- Detalles del ejercicio -
Devuelve sin ningún cambio el tramo del texto sobre el culto al cuerpo que comienza en las palabras que incluyen «El culto a la» y se detiene después de «artistas del Renacimiento.».

- Fragmento propuesto -

========

Si la vitalidad tiene su expresión más evidente en la juventud, su realidad más concreta es el cuerpo.
El culto a la vitalidad comporta la adoración al cuerpo: podría decirse que vivimos en el marco de una filosofía, de una cultura del cuerpo. Es un fenómeno extraordinariamente significativo, que hace pensar en el ideal griego de la belleza física: en realidad, es algo completamente distinto.
Sobre el ideal griego de la belleza física gravitaba siempre la tristeza de la muerte que domina toda esa civilización; en segundo lugar, el cuerpo era exaltado como forma, por su perfección: ideal que vuelve con los grandes pintores y artistas del Renacimiento.
La belleza física era un paso previo a la belleza espiritual
Mientras que hoy lo que vale es el cuerpo en su vitalidad, en su «corporeidad», en sus instintos más radicales: lo bello o lo feo no importan con tal de que sean vida, impulso que mantenga alejada la idea de la muerte. De ahí que prevalezca el naturalismo sobre el significado que, para el hombre, tiene o debería tener la muerte.

========

- Datos sin procesar -
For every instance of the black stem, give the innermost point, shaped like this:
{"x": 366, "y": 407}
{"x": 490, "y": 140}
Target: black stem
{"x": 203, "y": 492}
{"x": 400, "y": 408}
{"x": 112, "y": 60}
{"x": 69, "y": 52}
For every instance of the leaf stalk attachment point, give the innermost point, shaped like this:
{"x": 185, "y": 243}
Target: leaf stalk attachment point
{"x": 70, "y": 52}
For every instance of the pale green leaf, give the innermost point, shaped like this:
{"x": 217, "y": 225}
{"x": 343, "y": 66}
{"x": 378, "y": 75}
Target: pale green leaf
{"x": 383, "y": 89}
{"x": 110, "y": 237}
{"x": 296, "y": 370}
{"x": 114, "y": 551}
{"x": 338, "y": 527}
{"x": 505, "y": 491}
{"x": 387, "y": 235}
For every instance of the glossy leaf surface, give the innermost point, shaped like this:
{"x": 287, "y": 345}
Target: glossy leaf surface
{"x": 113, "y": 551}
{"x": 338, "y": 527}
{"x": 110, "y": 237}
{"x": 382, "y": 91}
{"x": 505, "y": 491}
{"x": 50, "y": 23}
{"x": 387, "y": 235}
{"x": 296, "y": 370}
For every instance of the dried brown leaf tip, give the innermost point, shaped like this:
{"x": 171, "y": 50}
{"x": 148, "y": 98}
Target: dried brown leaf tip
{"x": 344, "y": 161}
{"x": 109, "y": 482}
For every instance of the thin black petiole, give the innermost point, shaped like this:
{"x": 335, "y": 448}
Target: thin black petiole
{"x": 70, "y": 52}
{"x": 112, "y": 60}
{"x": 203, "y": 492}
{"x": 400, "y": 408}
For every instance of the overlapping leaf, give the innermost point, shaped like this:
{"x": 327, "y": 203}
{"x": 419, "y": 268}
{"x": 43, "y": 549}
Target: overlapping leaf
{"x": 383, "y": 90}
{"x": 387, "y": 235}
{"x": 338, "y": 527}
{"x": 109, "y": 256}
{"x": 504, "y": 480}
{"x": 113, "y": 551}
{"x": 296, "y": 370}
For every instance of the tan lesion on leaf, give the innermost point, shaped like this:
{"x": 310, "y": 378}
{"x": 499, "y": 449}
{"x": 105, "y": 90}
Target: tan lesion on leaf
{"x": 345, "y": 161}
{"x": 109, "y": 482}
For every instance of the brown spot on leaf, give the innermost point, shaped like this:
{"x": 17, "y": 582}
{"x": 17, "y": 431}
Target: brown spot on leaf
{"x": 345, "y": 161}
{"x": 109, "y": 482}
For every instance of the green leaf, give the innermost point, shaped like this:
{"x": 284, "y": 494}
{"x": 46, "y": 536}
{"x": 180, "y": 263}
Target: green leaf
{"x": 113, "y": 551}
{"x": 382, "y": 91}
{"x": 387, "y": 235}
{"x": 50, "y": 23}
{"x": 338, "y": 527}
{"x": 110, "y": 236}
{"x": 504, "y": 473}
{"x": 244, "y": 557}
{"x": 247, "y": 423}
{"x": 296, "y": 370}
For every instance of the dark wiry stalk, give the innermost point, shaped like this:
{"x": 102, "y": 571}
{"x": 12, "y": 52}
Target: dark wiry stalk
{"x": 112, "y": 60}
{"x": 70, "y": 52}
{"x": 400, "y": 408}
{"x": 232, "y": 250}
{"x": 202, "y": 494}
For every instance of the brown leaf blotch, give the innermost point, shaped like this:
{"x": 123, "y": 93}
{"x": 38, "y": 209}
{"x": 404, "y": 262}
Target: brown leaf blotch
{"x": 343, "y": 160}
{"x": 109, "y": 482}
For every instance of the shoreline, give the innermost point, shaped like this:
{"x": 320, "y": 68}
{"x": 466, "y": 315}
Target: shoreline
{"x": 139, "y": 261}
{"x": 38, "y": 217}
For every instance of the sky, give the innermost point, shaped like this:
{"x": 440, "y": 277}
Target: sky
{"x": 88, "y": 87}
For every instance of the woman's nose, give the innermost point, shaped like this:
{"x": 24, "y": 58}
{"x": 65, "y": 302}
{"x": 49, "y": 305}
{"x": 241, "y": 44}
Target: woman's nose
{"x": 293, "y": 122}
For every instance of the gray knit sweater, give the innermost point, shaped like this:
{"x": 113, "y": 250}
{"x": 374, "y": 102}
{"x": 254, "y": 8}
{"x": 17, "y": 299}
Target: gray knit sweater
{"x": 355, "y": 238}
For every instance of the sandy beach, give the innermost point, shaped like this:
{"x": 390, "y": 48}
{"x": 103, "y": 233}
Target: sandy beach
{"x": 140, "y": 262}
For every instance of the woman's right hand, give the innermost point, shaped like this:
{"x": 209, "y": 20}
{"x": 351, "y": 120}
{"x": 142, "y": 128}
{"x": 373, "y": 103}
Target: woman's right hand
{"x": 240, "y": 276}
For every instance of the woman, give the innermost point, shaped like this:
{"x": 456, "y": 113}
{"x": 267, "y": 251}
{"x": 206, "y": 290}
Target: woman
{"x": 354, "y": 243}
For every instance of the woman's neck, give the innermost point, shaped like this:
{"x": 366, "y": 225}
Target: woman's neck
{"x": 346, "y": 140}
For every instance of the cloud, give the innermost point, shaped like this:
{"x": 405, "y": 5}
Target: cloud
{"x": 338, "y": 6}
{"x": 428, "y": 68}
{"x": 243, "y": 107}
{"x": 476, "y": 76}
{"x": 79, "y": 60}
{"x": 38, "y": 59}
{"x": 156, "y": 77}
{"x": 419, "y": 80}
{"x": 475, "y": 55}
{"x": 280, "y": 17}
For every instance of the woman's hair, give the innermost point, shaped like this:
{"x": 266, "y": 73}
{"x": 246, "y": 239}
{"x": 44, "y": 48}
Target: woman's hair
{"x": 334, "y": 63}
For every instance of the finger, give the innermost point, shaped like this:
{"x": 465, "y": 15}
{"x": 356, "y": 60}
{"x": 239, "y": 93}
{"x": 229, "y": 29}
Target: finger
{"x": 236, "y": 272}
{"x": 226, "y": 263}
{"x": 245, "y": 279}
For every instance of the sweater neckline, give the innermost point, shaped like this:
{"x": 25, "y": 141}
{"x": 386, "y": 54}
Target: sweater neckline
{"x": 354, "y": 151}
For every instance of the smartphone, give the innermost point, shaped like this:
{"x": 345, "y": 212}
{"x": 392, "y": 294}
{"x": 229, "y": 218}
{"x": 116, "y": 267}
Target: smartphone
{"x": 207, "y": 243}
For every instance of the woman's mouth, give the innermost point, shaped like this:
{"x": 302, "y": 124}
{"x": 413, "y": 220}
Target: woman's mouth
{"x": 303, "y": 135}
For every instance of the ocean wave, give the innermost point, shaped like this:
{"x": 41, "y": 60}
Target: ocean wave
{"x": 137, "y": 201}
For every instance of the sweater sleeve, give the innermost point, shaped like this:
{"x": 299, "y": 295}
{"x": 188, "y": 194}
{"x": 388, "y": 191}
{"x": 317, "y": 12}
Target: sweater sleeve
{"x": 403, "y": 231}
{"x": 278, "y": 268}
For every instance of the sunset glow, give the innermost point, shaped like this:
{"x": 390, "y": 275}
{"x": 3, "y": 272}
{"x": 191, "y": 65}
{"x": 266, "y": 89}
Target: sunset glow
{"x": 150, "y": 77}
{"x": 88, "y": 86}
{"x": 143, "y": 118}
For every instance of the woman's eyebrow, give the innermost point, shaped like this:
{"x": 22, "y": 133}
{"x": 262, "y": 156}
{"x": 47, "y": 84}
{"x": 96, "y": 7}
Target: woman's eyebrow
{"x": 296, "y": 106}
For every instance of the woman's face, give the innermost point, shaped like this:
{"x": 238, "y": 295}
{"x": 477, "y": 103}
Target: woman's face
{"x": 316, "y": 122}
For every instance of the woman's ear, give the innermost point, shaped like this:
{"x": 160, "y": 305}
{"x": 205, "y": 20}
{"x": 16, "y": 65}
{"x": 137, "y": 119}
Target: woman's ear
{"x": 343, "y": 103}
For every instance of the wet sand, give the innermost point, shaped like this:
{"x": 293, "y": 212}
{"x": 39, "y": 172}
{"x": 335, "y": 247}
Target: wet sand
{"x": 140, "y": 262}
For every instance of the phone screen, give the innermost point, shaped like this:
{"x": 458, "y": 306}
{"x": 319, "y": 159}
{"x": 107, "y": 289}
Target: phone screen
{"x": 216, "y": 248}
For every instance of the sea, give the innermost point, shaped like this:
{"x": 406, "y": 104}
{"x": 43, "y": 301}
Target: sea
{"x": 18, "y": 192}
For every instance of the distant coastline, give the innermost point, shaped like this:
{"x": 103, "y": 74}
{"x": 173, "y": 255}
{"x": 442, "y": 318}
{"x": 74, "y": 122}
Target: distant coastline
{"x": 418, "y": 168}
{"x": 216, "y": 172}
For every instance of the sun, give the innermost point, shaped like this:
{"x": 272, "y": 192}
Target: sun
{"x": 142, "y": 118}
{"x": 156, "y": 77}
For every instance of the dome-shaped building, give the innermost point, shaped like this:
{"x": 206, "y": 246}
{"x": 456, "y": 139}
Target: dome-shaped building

========

- Respuesta a continuación -
El culto a la vitalidad comporta la adoración al cuerpo: podría decirse que vivimos en el marco de una filosofía, de una cultura del cuerpo. Es un fenómeno extraordinariamente significativo, que hace pensar en el ideal griego de la belleza física: en realidad, es algo completamente distinto.
Sobre el ideal griego de la belleza física gravitaba siempre la tristeza de la muerte que domina toda esa civilización; en segundo lugar, el cuerpo era exaltado como forma, por su perfección: ideal que vuelve con los grandes pintores y artistas del Renacimiento.